== Seitenauszug ==

01.09.2010: Während begonnen wird, nun auch der Mittelteil des Nordflügels des Stuttgarter Hauptbahnhofs abzureißen, haben Ministerpräsident Mappus und der Grünen-Fraktionschef Kretschmann zu einem „Runden Tisch“ eingeladen und damit das Angebot von Bahnchef Grube angenommen. Damit setzten sich die Grünen einseitig über den bisherigen Konsens des Aktionsbündnisses hinweg, der einen Baustopp als Vorbedingung für Gespräche vorsah. Die diplomatische Sprachregelung ist nun, dass man von der Bahn erwarte, dass sie ein sichtbares Zeichen setzt. Ein nicht unwichtiger Teil des Bündnisses hat erklärt, an den Gesprächen nicht teilzunehmen, wenn der Abbruch nicht gestoppt wird.
Aus der Erklärung des Aktionsbündnisses vom 31.08.10: „Die heutigen Abrissarbeiten am Mittelteil vom Nordflügel des Stuttgarter Hauptbahnhofs haben gezeigt, wie es um die ernsthafte Gesprächsgrundlage von Bahnchef Grube und Ministerpräsident Mappus bestellt ist. Trotz dieser Provokation ist das Aktionsbündnis bei einem sofortigen Abriss-Stopp zu einem sachlichen Gespräch bereit mit dem Ziel, die Projektbefürworter davon zu überzeugen, Stuttgart 21 zu beenden.“ Das Aktionsbündnis benannte auch schon die möglichen Teilnehmer.
Es ist Landtagswahlkampf. Ministerpräsidenten Stefan Mappus (CDU), der gerade unter der Losung „Klare Linie für unser Land“ seine Sommertour 2010 durch Baden-Württemberg begonnen hat, will sich als starker Mann profilieren. Für ihn ist das Projekt Stuttgart 21 unumkehrbar.
Die Grünen gehen mit der Einladung bewusst auf vorsichtige Distanz zu Teilen der Bewegung. Sie reagieren so auf die Versuche der Landesregierung, einen Teil der Bewegung zu kriminalisieren, um damit den Widerstand zu spalten. So war es Mappus, der dem Aktionsbündnis vorgeworfen hat, für den Tod einer Frau verantwortlich zu sein, weil angeblich der Notarztwagen durch Demonstranten behindert worden sei. Die Stuttgarter Staatsanwaltschaft leitete daraufhin ein Ermittlungsverfahren gegen Unbekannt wegen des Verdachts auf fahrlässige Tötung ein. Das DRK ließ nun über die Presse erklären: "Weder beim Anrücken noch beim Rücktransport in die Klinik kam es zu Behinderungen durch die Demonstranten. Die polizeiliche Ermittlung habe keinerlei Abweichungen festgestellt. Die Einsatzprotokolle hätten einen reibungslosen Ablauf bestätigt.“
Der Vizepräsident des Landesamts für Verfassungsschutz, Frank Dittrich, warnte jetzt gegenüber der Presse: «Parteien aus dem linksextremistischen Spektrum wie DKP, MLPD und die Linke versuchen, den Protest seit längerem zu instrumentalisieren. Sie probieren, die Unzufriedenheit in der Bevölkerung aufzunehmen und mit ihrer Kritik am politischen System zu verbinden.».

===

Zu erledigende Aufgaben:
1. Schreiben Sie aus dem Text über Stuttgart 21 den Abschnitt zwischen „Aus der Erklärung“ und „die möglichen Teilnehmer.“ einschließlich ab.
2. Führen Sie den Text über Stuttgart 21 im Anschluss an seinen letzten Satz fort.

== Eingabedaten ==

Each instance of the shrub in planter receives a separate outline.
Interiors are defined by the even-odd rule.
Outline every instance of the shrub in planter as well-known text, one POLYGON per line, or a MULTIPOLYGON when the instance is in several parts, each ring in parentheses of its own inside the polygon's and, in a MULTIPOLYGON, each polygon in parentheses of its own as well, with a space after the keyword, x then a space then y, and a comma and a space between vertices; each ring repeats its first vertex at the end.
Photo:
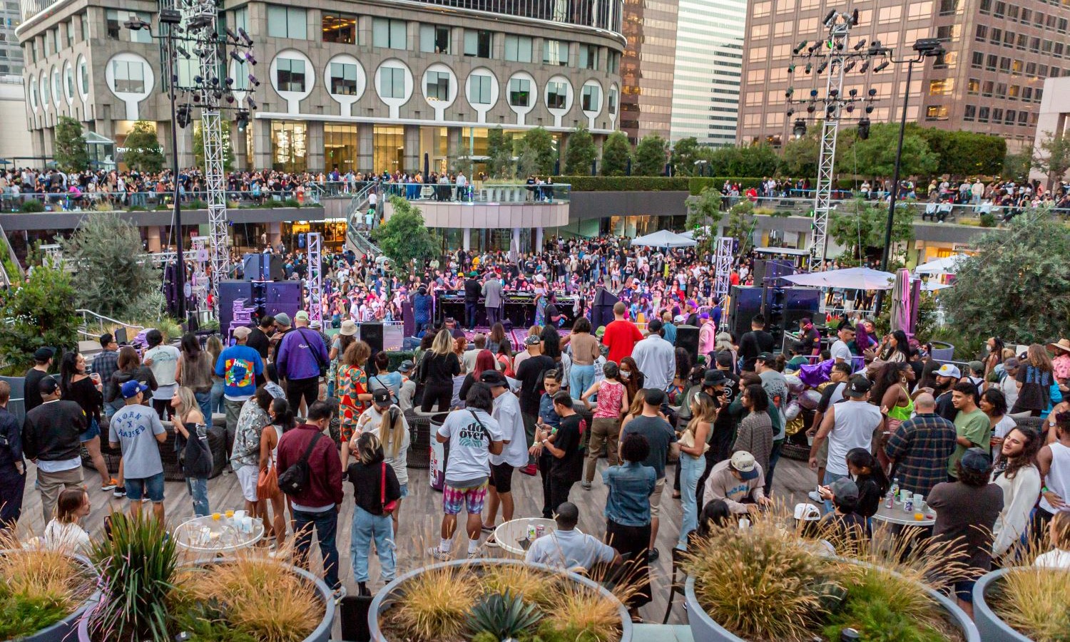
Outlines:
POLYGON ((96 584, 89 560, 12 544, 0 551, 0 640, 63 640, 96 584))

===

Ergebnisse:
1.
Aus der Erklärung des Aktionsbündnisses vom 31.08.10: „Die heutigen Abrissarbeiten am Mittelteil vom Nordflügel des Stuttgarter Hauptbahnhofs haben gezeigt, wie es um die ernsthafte Gesprächsgrundlage von Bahnchef Grube und Ministerpräsident Mappus bestellt ist. Trotz dieser Provokation ist das Aktionsbündnis bei einem sofortigen Abriss-Stopp zu einem sachlichen Gespräch bereit mit dem Ziel, die Projektbefürworter davon zu überzeugen, Stuttgart 21 zu beenden.“ Das Aktionsbündnis benannte auch schon die möglichen Teilnehmer.

2.
Bund will nun vom Land mehr Geld
Als S21 beschlossen wurde, sollte das Projekt drei Milliarden Euro kosten, plus zwei Milliarden Euro für die dazugehörige ICE-Neubaustrecke nach Ulm. Im Juli wurde erstmals nachgerechnet – nun liegen die Gesamtkosten offiziell schon bei sieben Milliarden. Immer noch viel zu niedrig, meinen Experten. Neue Studien rechnen mit Gesamtkosten von mindestens neun, eher elf Milliarden Euro – das Doppelte des Betrags, der einst Basis der politischen Entscheidung war.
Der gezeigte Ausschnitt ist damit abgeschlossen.